TASK DETAILS
Your answer should be a single number: how many lines of the material below contain "shower".

INPUT FOR THIS TASK
- - -

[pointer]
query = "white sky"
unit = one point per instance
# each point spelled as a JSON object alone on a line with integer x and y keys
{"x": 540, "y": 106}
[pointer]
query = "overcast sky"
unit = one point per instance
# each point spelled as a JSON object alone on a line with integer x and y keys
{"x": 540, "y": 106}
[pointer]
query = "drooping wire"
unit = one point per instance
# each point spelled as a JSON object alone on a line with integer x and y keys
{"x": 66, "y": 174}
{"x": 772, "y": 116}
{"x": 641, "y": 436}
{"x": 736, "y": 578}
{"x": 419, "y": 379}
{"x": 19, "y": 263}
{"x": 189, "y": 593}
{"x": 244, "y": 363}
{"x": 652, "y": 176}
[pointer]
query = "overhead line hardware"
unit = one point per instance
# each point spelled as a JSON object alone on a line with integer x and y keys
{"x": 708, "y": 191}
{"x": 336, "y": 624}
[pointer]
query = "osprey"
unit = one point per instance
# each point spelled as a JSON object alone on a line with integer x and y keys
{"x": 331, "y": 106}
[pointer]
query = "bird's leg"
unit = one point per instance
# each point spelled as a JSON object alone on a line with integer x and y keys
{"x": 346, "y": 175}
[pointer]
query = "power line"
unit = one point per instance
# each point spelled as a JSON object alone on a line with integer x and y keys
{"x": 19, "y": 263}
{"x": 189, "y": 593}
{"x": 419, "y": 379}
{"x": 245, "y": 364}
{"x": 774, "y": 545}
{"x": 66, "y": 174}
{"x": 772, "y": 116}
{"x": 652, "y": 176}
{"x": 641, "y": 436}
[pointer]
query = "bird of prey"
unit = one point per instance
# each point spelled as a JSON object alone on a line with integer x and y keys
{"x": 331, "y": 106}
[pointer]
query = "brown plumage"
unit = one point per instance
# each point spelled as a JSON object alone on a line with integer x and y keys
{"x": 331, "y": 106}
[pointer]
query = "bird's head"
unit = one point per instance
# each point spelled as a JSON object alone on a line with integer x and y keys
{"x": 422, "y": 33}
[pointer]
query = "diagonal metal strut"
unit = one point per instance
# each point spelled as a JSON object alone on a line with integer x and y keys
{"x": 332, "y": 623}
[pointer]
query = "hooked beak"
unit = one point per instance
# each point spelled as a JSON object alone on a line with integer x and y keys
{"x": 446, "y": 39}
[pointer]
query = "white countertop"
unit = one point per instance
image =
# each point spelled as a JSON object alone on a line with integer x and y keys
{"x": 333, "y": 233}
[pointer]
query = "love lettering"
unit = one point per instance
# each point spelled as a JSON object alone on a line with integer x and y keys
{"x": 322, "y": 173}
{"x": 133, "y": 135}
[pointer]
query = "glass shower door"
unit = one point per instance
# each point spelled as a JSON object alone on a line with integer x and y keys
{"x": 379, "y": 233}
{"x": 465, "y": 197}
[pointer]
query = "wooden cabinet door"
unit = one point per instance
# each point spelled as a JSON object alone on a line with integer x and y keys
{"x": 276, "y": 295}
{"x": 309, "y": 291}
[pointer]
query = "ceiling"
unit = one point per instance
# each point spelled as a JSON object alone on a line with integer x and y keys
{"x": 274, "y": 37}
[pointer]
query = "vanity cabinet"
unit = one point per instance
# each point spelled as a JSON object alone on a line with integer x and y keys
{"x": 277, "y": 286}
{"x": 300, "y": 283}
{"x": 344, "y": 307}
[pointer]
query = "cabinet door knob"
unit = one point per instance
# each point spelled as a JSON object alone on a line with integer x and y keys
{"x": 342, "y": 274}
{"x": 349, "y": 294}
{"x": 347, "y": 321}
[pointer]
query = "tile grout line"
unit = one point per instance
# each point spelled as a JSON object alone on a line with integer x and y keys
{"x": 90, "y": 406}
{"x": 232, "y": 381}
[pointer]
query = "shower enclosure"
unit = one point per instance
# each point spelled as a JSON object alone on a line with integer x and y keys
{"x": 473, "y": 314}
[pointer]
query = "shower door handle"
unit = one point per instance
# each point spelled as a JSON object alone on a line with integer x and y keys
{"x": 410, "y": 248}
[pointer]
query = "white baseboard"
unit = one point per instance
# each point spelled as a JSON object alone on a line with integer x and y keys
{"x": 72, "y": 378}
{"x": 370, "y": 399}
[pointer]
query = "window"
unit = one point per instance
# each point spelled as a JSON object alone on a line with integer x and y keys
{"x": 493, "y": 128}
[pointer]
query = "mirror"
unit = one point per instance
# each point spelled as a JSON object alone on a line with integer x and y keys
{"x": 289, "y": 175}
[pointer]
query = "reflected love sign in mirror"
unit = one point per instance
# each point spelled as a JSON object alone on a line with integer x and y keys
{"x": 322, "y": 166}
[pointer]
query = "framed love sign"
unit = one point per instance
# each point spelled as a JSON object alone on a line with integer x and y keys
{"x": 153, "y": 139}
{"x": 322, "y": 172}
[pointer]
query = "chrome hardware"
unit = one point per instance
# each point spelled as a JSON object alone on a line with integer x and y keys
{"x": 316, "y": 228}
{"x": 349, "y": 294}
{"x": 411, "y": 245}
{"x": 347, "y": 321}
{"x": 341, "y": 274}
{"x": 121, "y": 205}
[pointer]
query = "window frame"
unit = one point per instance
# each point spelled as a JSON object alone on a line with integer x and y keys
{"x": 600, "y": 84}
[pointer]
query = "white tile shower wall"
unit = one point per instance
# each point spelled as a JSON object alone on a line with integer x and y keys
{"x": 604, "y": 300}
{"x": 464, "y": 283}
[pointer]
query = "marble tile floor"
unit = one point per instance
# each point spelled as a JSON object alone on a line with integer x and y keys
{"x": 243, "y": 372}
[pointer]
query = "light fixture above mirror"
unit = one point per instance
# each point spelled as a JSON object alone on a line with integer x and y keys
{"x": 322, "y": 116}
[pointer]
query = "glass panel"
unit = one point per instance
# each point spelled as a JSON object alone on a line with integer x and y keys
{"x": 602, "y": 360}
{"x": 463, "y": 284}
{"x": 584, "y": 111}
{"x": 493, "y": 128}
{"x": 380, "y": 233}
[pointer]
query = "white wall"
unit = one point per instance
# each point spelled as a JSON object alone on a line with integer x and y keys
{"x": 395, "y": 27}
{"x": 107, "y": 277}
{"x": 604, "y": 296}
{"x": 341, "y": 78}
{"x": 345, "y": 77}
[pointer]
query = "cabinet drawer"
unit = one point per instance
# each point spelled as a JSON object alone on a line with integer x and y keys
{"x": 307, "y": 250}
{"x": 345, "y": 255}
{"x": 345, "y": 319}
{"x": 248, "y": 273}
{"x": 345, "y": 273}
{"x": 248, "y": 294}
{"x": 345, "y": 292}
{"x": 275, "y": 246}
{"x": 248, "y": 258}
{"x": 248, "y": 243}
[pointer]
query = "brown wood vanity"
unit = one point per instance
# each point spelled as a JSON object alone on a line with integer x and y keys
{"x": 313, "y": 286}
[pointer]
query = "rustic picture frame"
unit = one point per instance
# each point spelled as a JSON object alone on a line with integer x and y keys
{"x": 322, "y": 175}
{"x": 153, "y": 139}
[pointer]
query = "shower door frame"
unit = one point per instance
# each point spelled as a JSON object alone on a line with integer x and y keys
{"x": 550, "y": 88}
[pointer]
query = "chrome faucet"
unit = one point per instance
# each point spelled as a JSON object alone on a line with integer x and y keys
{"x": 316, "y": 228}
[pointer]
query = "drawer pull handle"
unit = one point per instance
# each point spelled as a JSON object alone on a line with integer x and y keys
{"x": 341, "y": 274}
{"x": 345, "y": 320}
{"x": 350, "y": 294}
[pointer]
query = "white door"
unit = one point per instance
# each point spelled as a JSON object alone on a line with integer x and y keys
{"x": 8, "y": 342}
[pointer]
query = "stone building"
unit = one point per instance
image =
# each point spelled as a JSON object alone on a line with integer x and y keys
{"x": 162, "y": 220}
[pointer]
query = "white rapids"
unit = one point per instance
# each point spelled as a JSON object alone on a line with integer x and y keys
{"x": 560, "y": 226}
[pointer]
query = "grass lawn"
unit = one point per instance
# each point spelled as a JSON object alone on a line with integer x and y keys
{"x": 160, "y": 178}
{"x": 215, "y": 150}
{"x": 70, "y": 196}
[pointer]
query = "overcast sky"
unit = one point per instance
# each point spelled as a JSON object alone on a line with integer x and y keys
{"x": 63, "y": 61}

- - -

EXERCISE RESULT
5